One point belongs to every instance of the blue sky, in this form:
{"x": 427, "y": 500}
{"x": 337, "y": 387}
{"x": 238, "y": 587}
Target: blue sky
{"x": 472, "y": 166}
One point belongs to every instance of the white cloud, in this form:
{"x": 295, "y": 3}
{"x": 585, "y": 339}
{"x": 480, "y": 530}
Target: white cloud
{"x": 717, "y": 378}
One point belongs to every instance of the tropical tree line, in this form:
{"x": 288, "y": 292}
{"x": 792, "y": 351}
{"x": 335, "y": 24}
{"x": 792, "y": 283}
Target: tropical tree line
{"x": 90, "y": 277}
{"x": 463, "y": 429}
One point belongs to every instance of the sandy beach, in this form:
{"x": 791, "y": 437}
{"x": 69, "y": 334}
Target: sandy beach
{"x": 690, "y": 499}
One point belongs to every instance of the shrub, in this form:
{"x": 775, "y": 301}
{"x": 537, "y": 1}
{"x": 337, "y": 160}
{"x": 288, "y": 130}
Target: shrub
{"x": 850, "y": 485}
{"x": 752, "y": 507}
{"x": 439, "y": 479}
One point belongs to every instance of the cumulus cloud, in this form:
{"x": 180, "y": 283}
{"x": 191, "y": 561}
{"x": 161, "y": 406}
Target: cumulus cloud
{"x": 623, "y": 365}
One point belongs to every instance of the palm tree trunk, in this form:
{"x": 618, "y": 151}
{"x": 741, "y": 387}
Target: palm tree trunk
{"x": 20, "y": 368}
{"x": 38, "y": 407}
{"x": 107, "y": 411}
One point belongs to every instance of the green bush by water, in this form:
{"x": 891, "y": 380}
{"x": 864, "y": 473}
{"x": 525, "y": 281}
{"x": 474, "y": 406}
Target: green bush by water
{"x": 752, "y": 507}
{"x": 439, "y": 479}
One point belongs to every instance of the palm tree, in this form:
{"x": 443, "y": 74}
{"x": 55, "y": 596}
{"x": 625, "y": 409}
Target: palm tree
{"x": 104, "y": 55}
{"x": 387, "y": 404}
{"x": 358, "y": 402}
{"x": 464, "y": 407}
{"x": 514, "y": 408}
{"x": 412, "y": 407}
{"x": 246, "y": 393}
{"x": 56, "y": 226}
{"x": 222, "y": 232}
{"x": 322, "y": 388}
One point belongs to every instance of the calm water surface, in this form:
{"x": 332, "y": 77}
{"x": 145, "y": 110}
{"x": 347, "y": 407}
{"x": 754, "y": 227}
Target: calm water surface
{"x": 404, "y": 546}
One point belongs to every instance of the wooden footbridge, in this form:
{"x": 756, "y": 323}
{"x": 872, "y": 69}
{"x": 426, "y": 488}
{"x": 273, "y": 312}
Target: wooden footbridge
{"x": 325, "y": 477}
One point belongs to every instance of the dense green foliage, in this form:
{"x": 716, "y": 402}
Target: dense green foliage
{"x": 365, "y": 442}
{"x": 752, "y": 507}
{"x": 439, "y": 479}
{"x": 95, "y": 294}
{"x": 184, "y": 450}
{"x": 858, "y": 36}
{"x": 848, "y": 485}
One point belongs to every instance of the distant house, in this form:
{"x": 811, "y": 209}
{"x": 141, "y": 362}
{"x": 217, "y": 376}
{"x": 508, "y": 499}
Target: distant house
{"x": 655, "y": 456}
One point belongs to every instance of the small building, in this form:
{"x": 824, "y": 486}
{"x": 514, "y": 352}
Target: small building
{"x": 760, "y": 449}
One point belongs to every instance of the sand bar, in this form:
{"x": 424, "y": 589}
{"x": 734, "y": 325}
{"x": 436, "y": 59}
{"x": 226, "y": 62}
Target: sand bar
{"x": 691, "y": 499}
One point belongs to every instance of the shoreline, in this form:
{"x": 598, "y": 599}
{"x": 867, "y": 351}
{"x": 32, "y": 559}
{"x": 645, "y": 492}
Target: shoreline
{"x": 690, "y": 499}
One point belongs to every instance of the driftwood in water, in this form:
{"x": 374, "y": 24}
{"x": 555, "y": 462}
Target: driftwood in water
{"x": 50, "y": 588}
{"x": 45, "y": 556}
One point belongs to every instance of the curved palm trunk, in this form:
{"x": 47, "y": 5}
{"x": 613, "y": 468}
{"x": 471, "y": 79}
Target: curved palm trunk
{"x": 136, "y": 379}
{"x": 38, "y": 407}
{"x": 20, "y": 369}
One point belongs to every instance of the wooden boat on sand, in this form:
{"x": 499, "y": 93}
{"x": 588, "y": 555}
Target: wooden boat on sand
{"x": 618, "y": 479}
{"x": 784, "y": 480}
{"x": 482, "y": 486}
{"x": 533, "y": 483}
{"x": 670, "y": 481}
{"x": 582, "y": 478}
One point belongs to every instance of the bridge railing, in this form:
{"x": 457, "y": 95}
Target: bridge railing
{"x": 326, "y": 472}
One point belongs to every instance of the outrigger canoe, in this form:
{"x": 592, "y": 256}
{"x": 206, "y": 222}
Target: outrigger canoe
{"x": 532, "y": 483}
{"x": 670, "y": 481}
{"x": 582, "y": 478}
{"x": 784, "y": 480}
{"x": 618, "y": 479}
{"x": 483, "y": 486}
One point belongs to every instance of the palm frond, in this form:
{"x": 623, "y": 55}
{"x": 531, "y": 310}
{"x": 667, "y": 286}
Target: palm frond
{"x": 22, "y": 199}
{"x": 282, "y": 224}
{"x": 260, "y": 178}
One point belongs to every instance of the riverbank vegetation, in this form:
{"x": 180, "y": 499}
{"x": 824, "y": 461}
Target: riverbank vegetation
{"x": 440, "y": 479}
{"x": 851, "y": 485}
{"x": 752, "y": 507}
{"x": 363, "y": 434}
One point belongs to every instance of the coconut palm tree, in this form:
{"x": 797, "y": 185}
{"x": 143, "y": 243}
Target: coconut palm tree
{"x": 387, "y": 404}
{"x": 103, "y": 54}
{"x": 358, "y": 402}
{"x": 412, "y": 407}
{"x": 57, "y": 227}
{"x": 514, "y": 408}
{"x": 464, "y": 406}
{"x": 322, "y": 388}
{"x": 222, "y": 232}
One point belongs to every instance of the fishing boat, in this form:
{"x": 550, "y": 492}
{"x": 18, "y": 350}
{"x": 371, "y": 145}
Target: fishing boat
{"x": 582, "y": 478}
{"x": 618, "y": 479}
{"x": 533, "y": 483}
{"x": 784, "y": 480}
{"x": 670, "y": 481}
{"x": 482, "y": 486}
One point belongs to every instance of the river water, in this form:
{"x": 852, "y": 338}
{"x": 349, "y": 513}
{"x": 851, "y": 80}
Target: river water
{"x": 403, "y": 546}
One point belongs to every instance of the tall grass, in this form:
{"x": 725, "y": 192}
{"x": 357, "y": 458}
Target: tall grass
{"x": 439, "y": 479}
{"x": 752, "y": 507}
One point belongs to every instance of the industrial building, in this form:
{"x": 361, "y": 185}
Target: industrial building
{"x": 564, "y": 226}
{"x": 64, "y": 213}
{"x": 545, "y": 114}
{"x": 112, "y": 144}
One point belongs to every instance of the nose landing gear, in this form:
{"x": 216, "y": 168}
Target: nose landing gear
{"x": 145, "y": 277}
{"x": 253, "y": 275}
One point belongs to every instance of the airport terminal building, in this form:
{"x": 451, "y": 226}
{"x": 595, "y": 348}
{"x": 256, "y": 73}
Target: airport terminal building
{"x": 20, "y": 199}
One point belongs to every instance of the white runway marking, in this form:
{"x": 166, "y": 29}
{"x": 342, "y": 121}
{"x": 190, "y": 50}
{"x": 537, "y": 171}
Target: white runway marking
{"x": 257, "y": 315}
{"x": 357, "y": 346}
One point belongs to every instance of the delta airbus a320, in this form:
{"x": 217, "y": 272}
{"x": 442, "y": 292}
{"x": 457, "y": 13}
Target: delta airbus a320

What you are asked to do ->
Restate every line of the data word for word.

Task result ->
One point belongs to every instance of the blue sky, in this form:
{"x": 427, "y": 500}
{"x": 337, "y": 387}
{"x": 238, "y": 587}
Target: blue sky
{"x": 472, "y": 166}
One point belongs to every instance of the white cloud, in this form:
{"x": 295, "y": 3}
{"x": 585, "y": 339}
{"x": 480, "y": 530}
Target: white cloud
{"x": 717, "y": 378}
One point belongs to every instance of the tropical tree line, in this form:
{"x": 288, "y": 292}
{"x": 792, "y": 351}
{"x": 335, "y": 24}
{"x": 792, "y": 283}
Target: tropical tree line
{"x": 90, "y": 277}
{"x": 463, "y": 429}
One point belongs to every instance of the sandy beach, in this form:
{"x": 791, "y": 437}
{"x": 69, "y": 334}
Target: sandy beach
{"x": 690, "y": 499}
One point belongs to every instance of the shrub, in this form:
{"x": 775, "y": 301}
{"x": 537, "y": 1}
{"x": 337, "y": 160}
{"x": 288, "y": 130}
Target: shrub
{"x": 850, "y": 485}
{"x": 752, "y": 507}
{"x": 439, "y": 479}
One point belongs to every instance of the cumulus cloud, in this form:
{"x": 180, "y": 283}
{"x": 191, "y": 561}
{"x": 161, "y": 406}
Target: cumulus cloud
{"x": 623, "y": 365}
One point belongs to every instance of the palm tree trunk, in this form:
{"x": 618, "y": 151}
{"x": 741, "y": 387}
Target: palm tree trunk
{"x": 20, "y": 368}
{"x": 38, "y": 407}
{"x": 107, "y": 411}
One point belongs to every instance of the green bush by water, in this form:
{"x": 891, "y": 380}
{"x": 864, "y": 473}
{"x": 525, "y": 281}
{"x": 474, "y": 406}
Target: green bush by water
{"x": 752, "y": 507}
{"x": 439, "y": 479}
One point belongs to every instance of the palm tree, in this form:
{"x": 443, "y": 74}
{"x": 55, "y": 596}
{"x": 625, "y": 409}
Target: palm tree
{"x": 104, "y": 55}
{"x": 387, "y": 404}
{"x": 358, "y": 402}
{"x": 464, "y": 407}
{"x": 514, "y": 408}
{"x": 412, "y": 407}
{"x": 246, "y": 393}
{"x": 56, "y": 226}
{"x": 222, "y": 232}
{"x": 322, "y": 388}
One point belongs to every instance of the calm water surface, in this form:
{"x": 332, "y": 77}
{"x": 145, "y": 110}
{"x": 347, "y": 407}
{"x": 754, "y": 227}
Target: calm water surface
{"x": 404, "y": 546}
One point belongs to every instance of the wooden footbridge, in this form:
{"x": 756, "y": 323}
{"x": 872, "y": 69}
{"x": 426, "y": 488}
{"x": 273, "y": 312}
Target: wooden footbridge
{"x": 325, "y": 477}
One point belongs to every instance of the dense green foliage, in this form:
{"x": 716, "y": 402}
Target: dense green foliage
{"x": 365, "y": 442}
{"x": 752, "y": 507}
{"x": 439, "y": 479}
{"x": 95, "y": 294}
{"x": 184, "y": 450}
{"x": 858, "y": 36}
{"x": 848, "y": 485}
One point belongs to every instance of the distant house, in this form:
{"x": 811, "y": 209}
{"x": 141, "y": 362}
{"x": 217, "y": 376}
{"x": 508, "y": 499}
Target: distant house
{"x": 655, "y": 456}
One point belongs to every instance of the small building, in this form:
{"x": 824, "y": 486}
{"x": 514, "y": 352}
Target: small building
{"x": 760, "y": 449}
One point belongs to every instance of the sand bar, in this form:
{"x": 424, "y": 589}
{"x": 734, "y": 325}
{"x": 436, "y": 59}
{"x": 226, "y": 62}
Target: sand bar
{"x": 691, "y": 499}
One point belongs to every instance of the shoreline, in this form:
{"x": 598, "y": 599}
{"x": 867, "y": 351}
{"x": 32, "y": 559}
{"x": 645, "y": 492}
Target: shoreline
{"x": 690, "y": 499}
One point belongs to every instance of the driftwood in water, in this form:
{"x": 374, "y": 24}
{"x": 555, "y": 462}
Target: driftwood in water
{"x": 50, "y": 588}
{"x": 45, "y": 556}
One point belongs to every instance of the curved palm trunk, in this form:
{"x": 47, "y": 5}
{"x": 613, "y": 468}
{"x": 471, "y": 79}
Target: curved palm trunk
{"x": 136, "y": 379}
{"x": 38, "y": 407}
{"x": 20, "y": 369}
One point belongs to every instance of the wooden boat on sand, in this form:
{"x": 499, "y": 93}
{"x": 588, "y": 555}
Target: wooden boat on sand
{"x": 618, "y": 479}
{"x": 784, "y": 480}
{"x": 482, "y": 486}
{"x": 533, "y": 483}
{"x": 670, "y": 481}
{"x": 582, "y": 478}
One point belongs to every instance of the bridge railing, in this form:
{"x": 457, "y": 95}
Target: bridge railing
{"x": 326, "y": 472}
One point belongs to every instance of the outrigger canoe, in this form:
{"x": 592, "y": 256}
{"x": 206, "y": 222}
Target: outrigger canoe
{"x": 532, "y": 483}
{"x": 670, "y": 481}
{"x": 582, "y": 478}
{"x": 784, "y": 480}
{"x": 618, "y": 479}
{"x": 483, "y": 486}
One point belongs to every instance of the palm frond, in this form:
{"x": 623, "y": 55}
{"x": 531, "y": 310}
{"x": 667, "y": 286}
Target: palm frond
{"x": 22, "y": 199}
{"x": 282, "y": 224}
{"x": 260, "y": 178}
One point belongs to every instance of the riverbank vegetation, in this form:
{"x": 180, "y": 499}
{"x": 824, "y": 461}
Target: riverbank vegetation
{"x": 440, "y": 479}
{"x": 851, "y": 485}
{"x": 752, "y": 507}
{"x": 363, "y": 434}
One point belongs to every instance of the coconut palm tree, in this form:
{"x": 797, "y": 185}
{"x": 143, "y": 243}
Target: coconut palm tree
{"x": 387, "y": 404}
{"x": 103, "y": 54}
{"x": 358, "y": 402}
{"x": 412, "y": 407}
{"x": 57, "y": 227}
{"x": 514, "y": 408}
{"x": 464, "y": 406}
{"x": 322, "y": 388}
{"x": 222, "y": 232}
One point belongs to every instance of the fishing boat, in this form:
{"x": 550, "y": 492}
{"x": 18, "y": 350}
{"x": 371, "y": 145}
Target: fishing boat
{"x": 582, "y": 478}
{"x": 618, "y": 479}
{"x": 533, "y": 483}
{"x": 784, "y": 480}
{"x": 670, "y": 481}
{"x": 482, "y": 486}
One point belongs to every instance of the river water, in this form:
{"x": 852, "y": 338}
{"x": 349, "y": 513}
{"x": 851, "y": 80}
Target: river water
{"x": 403, "y": 546}
One point belongs to every instance of the tall grass, in this form:
{"x": 725, "y": 192}
{"x": 357, "y": 458}
Target: tall grass
{"x": 439, "y": 479}
{"x": 752, "y": 507}
One point belongs to every instance of the industrial building, in this form:
{"x": 361, "y": 185}
Target: industrial building
{"x": 564, "y": 226}
{"x": 64, "y": 213}
{"x": 545, "y": 114}
{"x": 112, "y": 144}
One point belongs to every instance of the nose landing gear, in this form:
{"x": 216, "y": 168}
Target: nose landing gear
{"x": 145, "y": 277}
{"x": 253, "y": 275}
One point belongs to every instance of the airport terminal building, in this form:
{"x": 451, "y": 226}
{"x": 595, "y": 348}
{"x": 256, "y": 73}
Target: airport terminal building
{"x": 20, "y": 199}
One point belongs to every instance of the white runway marking, in this form:
{"x": 166, "y": 29}
{"x": 342, "y": 121}
{"x": 190, "y": 50}
{"x": 537, "y": 171}
Target: white runway marking
{"x": 257, "y": 315}
{"x": 357, "y": 346}
One point belongs to every instance of the delta airbus a320, in this form:
{"x": 217, "y": 272}
{"x": 442, "y": 292}
{"x": 457, "y": 13}
Target: delta airbus a320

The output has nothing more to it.